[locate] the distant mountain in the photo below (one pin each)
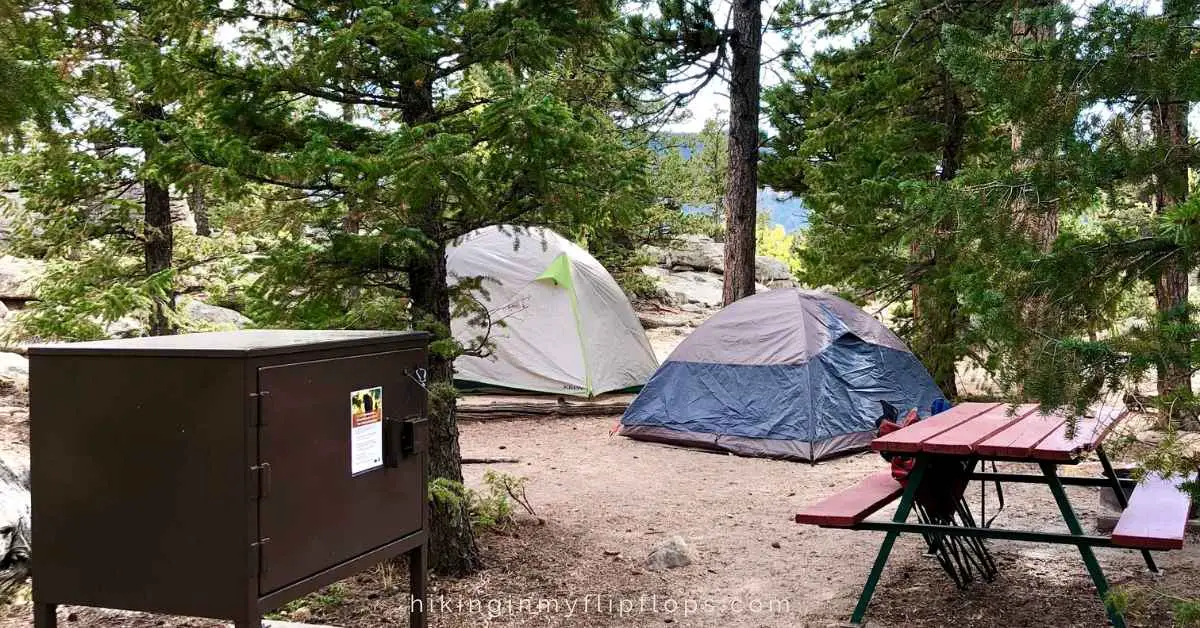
(785, 210)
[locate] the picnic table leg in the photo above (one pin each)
(881, 558)
(1123, 501)
(1068, 515)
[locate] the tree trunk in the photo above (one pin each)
(453, 542)
(16, 538)
(742, 197)
(1170, 126)
(159, 241)
(1039, 222)
(159, 251)
(199, 207)
(935, 301)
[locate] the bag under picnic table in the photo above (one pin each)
(941, 500)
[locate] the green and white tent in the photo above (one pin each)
(568, 327)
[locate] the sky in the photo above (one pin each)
(714, 100)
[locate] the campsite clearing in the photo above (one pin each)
(606, 502)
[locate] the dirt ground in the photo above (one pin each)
(604, 502)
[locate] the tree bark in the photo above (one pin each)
(1039, 222)
(935, 301)
(742, 197)
(1170, 127)
(199, 207)
(159, 251)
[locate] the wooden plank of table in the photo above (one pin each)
(1019, 438)
(963, 438)
(907, 440)
(1090, 431)
(1157, 515)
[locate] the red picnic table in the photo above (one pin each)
(957, 442)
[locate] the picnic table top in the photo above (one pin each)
(1003, 432)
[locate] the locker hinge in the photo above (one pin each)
(263, 473)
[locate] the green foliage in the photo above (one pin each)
(887, 150)
(491, 508)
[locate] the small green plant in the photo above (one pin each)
(327, 598)
(1132, 602)
(490, 509)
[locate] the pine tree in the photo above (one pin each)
(96, 185)
(675, 55)
(1119, 180)
(423, 121)
(875, 137)
(742, 197)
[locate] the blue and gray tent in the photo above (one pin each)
(787, 374)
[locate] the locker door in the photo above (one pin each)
(323, 503)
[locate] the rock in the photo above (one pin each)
(655, 271)
(1137, 423)
(670, 555)
(15, 519)
(657, 253)
(18, 276)
(696, 251)
(214, 315)
(15, 368)
(657, 320)
(691, 287)
(126, 327)
(1150, 436)
(773, 273)
(1189, 443)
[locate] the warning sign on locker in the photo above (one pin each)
(366, 430)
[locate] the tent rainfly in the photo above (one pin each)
(568, 328)
(787, 374)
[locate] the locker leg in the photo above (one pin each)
(251, 620)
(418, 575)
(46, 615)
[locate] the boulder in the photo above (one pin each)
(669, 555)
(699, 252)
(15, 368)
(690, 287)
(214, 315)
(126, 327)
(18, 277)
(1189, 444)
(15, 521)
(773, 273)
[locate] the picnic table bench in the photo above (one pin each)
(1153, 518)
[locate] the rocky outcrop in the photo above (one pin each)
(773, 273)
(18, 277)
(689, 271)
(214, 315)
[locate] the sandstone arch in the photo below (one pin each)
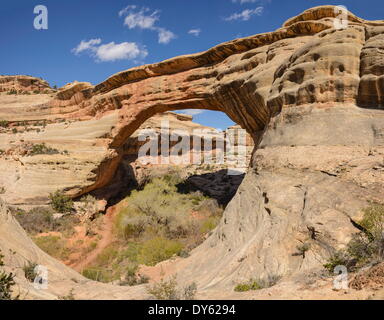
(298, 91)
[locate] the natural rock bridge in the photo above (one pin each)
(310, 95)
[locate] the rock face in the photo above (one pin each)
(23, 84)
(311, 97)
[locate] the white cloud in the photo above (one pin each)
(165, 36)
(192, 112)
(195, 32)
(245, 15)
(120, 51)
(111, 51)
(245, 1)
(146, 19)
(142, 19)
(86, 45)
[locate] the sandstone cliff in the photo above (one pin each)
(311, 96)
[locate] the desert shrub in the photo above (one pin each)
(190, 291)
(339, 258)
(132, 278)
(53, 245)
(42, 148)
(158, 249)
(159, 206)
(168, 290)
(252, 284)
(165, 290)
(40, 219)
(303, 248)
(209, 224)
(373, 221)
(4, 123)
(69, 296)
(257, 284)
(60, 202)
(6, 283)
(365, 247)
(29, 271)
(93, 274)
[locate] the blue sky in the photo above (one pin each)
(89, 40)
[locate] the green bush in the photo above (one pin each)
(248, 286)
(4, 123)
(40, 219)
(165, 290)
(60, 202)
(365, 247)
(158, 249)
(132, 278)
(29, 271)
(42, 149)
(6, 283)
(54, 246)
(168, 290)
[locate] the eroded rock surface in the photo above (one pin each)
(311, 96)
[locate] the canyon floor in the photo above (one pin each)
(76, 200)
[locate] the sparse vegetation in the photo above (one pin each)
(257, 284)
(158, 249)
(153, 225)
(55, 246)
(69, 296)
(303, 248)
(40, 219)
(29, 271)
(365, 248)
(6, 283)
(60, 202)
(42, 148)
(168, 290)
(248, 286)
(4, 123)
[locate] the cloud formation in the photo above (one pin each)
(111, 51)
(245, 1)
(245, 15)
(194, 32)
(146, 19)
(192, 112)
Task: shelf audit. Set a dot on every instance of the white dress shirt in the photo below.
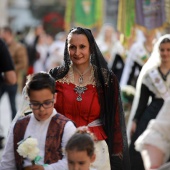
(37, 129)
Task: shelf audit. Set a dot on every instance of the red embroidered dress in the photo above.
(83, 112)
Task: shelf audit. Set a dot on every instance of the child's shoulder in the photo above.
(23, 118)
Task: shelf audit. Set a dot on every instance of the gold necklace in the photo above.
(81, 89)
(81, 74)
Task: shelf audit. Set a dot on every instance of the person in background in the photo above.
(51, 129)
(88, 94)
(80, 150)
(154, 142)
(20, 59)
(109, 42)
(137, 56)
(19, 55)
(153, 87)
(7, 74)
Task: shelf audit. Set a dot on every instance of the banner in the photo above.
(84, 13)
(126, 16)
(150, 14)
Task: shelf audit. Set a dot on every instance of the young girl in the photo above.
(80, 150)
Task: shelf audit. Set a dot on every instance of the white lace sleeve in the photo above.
(157, 132)
(23, 106)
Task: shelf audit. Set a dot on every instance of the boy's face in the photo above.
(79, 160)
(44, 97)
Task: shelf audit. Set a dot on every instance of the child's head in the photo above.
(80, 151)
(40, 88)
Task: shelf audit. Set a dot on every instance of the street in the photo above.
(5, 115)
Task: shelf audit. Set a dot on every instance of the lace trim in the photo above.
(69, 78)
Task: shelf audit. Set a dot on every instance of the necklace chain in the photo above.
(82, 74)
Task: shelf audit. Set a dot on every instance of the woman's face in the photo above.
(79, 49)
(165, 52)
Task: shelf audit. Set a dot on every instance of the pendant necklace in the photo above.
(81, 89)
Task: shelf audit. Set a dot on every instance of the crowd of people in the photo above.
(75, 80)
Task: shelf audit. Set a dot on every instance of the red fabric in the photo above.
(117, 139)
(82, 113)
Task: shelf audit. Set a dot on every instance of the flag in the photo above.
(150, 14)
(84, 13)
(126, 16)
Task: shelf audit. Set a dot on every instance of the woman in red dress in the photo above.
(88, 93)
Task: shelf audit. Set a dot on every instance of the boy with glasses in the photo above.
(51, 129)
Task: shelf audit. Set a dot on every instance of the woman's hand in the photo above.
(34, 167)
(152, 157)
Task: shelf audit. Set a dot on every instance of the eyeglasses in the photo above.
(37, 106)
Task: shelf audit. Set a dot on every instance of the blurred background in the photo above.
(42, 25)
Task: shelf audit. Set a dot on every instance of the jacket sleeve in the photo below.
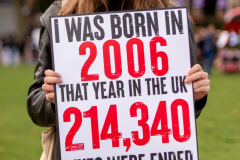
(41, 111)
(199, 105)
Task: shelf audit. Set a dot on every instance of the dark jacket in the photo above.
(41, 111)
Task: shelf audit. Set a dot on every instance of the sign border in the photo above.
(119, 11)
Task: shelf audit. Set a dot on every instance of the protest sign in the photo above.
(123, 95)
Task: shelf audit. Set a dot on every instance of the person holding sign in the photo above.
(41, 98)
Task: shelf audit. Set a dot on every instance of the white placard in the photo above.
(123, 95)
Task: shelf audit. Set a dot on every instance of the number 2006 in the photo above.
(111, 123)
(130, 58)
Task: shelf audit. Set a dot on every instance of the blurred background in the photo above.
(217, 35)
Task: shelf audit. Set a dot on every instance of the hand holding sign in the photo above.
(48, 86)
(201, 83)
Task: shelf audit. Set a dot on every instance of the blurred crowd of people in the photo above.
(218, 48)
(13, 52)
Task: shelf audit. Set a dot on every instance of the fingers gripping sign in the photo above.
(201, 83)
(48, 86)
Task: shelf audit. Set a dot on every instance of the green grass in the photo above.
(218, 125)
(20, 139)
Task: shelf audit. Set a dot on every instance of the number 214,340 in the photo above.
(111, 123)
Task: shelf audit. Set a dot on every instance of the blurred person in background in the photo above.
(209, 48)
(41, 98)
(199, 37)
(10, 52)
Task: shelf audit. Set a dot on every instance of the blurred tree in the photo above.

◇ ◇ ◇ ◇ ◇ ◇ ◇

* _What you are asked to do_
Would you repeat the lines from the one containing "hand holding sign in the photo above." through the end of the data, exactly, with nothing before or after them?

* _Exercise output_
Task: shelf audit. Set a dot on every instance of the hand holding sign in the photo above.
(48, 86)
(201, 83)
Task: shelf audit. Set a dot on every instance of the blurred crowd of people in the photo above.
(218, 48)
(13, 52)
Task: shelf audit. Set a dot on every instance of the fingers gripping sign in the photo above.
(201, 83)
(48, 86)
Task: shelf audit. Set a dot on every instance of the green grass in the photo above.
(218, 125)
(20, 139)
Task: shelf audit. Set a dot on every instance of the number 214,340 in the photo above.
(111, 123)
Task: shelf audit. Set a dot on every instance of the blurred person in background in the photo above.
(209, 48)
(41, 98)
(199, 37)
(10, 52)
Task: shelf audit. Set a dot on every instance of the blurred tree in the photo above.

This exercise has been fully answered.